*** SOURCE DATA

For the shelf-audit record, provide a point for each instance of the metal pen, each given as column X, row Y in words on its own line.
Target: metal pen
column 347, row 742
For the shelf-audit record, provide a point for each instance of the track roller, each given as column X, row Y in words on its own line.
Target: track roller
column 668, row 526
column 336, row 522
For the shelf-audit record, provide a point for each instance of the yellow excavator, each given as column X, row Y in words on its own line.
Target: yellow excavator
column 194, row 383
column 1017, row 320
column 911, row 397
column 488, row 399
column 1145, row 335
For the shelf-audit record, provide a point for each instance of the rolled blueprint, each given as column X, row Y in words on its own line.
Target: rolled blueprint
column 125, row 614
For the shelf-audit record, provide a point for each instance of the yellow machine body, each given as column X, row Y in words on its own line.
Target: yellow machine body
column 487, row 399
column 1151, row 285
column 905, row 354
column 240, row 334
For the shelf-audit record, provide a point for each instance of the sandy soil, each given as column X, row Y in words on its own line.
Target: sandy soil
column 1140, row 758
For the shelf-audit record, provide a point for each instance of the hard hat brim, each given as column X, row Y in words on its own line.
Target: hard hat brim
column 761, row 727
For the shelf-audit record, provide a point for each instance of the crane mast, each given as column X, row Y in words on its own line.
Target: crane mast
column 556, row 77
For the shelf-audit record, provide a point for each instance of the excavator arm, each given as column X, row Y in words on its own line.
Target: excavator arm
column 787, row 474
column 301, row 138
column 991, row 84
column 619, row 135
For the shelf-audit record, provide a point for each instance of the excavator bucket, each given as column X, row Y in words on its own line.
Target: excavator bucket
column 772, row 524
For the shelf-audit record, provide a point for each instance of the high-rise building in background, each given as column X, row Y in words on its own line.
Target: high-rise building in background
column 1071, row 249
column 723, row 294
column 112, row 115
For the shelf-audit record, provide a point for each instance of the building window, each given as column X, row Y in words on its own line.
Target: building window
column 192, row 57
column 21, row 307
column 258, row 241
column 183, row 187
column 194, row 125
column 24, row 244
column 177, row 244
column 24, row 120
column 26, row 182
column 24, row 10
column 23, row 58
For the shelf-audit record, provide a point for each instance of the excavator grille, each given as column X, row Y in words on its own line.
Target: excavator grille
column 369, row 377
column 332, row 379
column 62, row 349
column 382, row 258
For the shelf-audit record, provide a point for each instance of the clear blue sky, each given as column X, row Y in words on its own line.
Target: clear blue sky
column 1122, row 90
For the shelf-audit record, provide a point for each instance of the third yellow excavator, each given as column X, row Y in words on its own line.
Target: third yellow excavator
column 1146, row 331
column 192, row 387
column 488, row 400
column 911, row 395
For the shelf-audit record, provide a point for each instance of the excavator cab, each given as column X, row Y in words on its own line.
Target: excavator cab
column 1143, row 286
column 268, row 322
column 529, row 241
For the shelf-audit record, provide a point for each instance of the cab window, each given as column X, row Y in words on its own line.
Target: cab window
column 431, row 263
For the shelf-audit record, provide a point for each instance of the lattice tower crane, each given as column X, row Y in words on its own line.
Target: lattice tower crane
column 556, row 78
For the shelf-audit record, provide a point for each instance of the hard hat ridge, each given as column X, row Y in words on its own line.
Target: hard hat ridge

******

REQUIRED WORK:
Recast as a numbered list the lines from the one containing "hat ridge, each" through the last line above, both included, and leave out any blank lines.

TASK RESPONSE:
1. For the shelf-audit record, provide a point for each instance of the hard hat ridge, each given as column X, row Y in words on its own line.
2. Target: hard hat ridge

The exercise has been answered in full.